» **Directives**
1. Rewrite the passage of the film article starting with "A year later, Ingrid" and going on through "their now-reconciled families.", swapping "contrite" for "remorseful".
2. According to the film article, who was originally offered the role of Belinda?

» **Source text**

A year later, Ingrid returns with Antonio's grandchild, while Sol, LuShui, and a contrite Belinda celebrate the Chinese New Year together with their now-reconciled families.

==Cast==
- Susan Roces as Sol Parco-Chan
- Kris Aquino as young Sol Parco-Chan
- Christopher de Leon as Antonio Chan
- Lorna Tolentino as Belinda Keh
- Zsa Zsa Padilla as LuShui Chou
- Judy Ann Santos as Grace Parco Chan
- Carmina Villarroel as Janet Chan-Cua
- Jay Manalo as Johnson Keh-Cua
- Cogie Domingo as Lean Parco Chan
- Richard Gutierrez as Erickson Keh-Chan
- Alessandra De Rossi as Ingrid Keh-Chan
- Karylle as Rose Chou Chan
- Chynna Ortaleza as Yna
- Angel Locsin as Melissa Ching
- Zoren Legaspi as Rodrigo
- Efren Reyes Jr. as Madiang
- Crispin Pineda as Fidel
- Raquel Villavicencio as Atty. Chiongbian
- Orestes Ojeda as Pio Andres
- Val Victa as Atty. Lester Que

==Production==
While Susan Roces was the original choice to play the first wife, the Filipina Sol, the role of the third wife was mired in controversy. The contested role, the Chinese mestiza Belinda, was originally offered to Dina Bonnevie. However, Lolit Solis, manager to both Christopher de Leon and Lorna Tolentino, threatened to pull out her talents if the role was not given to Tolentino. The role was ultimately given to Tolentino; Bonnevie, who would have played the role of the second wife, the Chinese immigrant LuShui, bowed out of the production citing that she would not fit the role of a pure Chinese character. Zsa Zsa Padilla replaced Bonnevie in the film.

» **Given material**
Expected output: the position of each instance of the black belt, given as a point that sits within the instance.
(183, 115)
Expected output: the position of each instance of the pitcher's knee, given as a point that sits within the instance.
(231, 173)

» **In response**
1.
A year later, Ingrid returns with Antonio's grandchild, while Sol, LuShui, and a remorseful Belinda celebrate the Chinese New Year together with their now-reconciled families.

2. Dina Bonnevie